**TEXT SEGMENT:**
== Segment start ==
The Ministers desenders of the established order, required four things. 1. That none be admitted to vote, but such as were authorized by lawful Commission. The Archbishop answered, his Majesty had written to Noblemen and Barrones, willing them to be present at this Assembly: If any man had any exception against them, they should be heard. It was replied, that they were not to except against their honorable persons or presence; but earnestly to crave, that the order of the Church might be observed, whereby it is provided, that without Commission none have place to vote in General Assemblies.
2. That the libertie of the Church be not broken in the election of the Moderator, and that a lawful leet be made to the effect. It was answered by the Archbishop, that this Assembly is convocat within the bounds of his Diocie; he would understand, who would take his place over his head.
3. That the Articles, proponed in short and general summes, might be put in forme, and amply extended, as his Majesty would have them enacted, that they be the better advised on and considered. The Archbishop answered, let alone these toyes, trouble us not with needless questions; we shall speak of these things in the Privie Conference.
4. That some of either opinion may be set apart to collect, and put in order the reasons of either side, for the more sure and easie information of the Assemblie. The Archbishop rejected this also, as impertinent.
== Segment end ==
**EXERCISE GOAL:** Reproduce, word for word, the portion of the account of the Ministers' four requests to the Archbishop that starts with "The Ministers desenders" and goes on through "in General Assemblies.".

**SUPPLIED DATA:**
== Segment start ==
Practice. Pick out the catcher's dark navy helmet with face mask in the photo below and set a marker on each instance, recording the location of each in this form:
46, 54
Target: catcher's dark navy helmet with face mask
== Segment end ==
**ANSWER TO THIS TASK:**
The Ministers desenders of the established order, required four things. 1. That none be admitted to vote, but such as were authorized by lawful Commission. The Archbishop answered, his Majesty had written to Noblemen and Barrones, willing them to be present at this Assembly: If any man had any exception against them, they should be heard. It was replied, that they were not to except against their honorable persons or presence; but earnestly to crave, that the order of the Church might be observed, whereby it is provided, that without Commission none have place to vote in General Assemblies.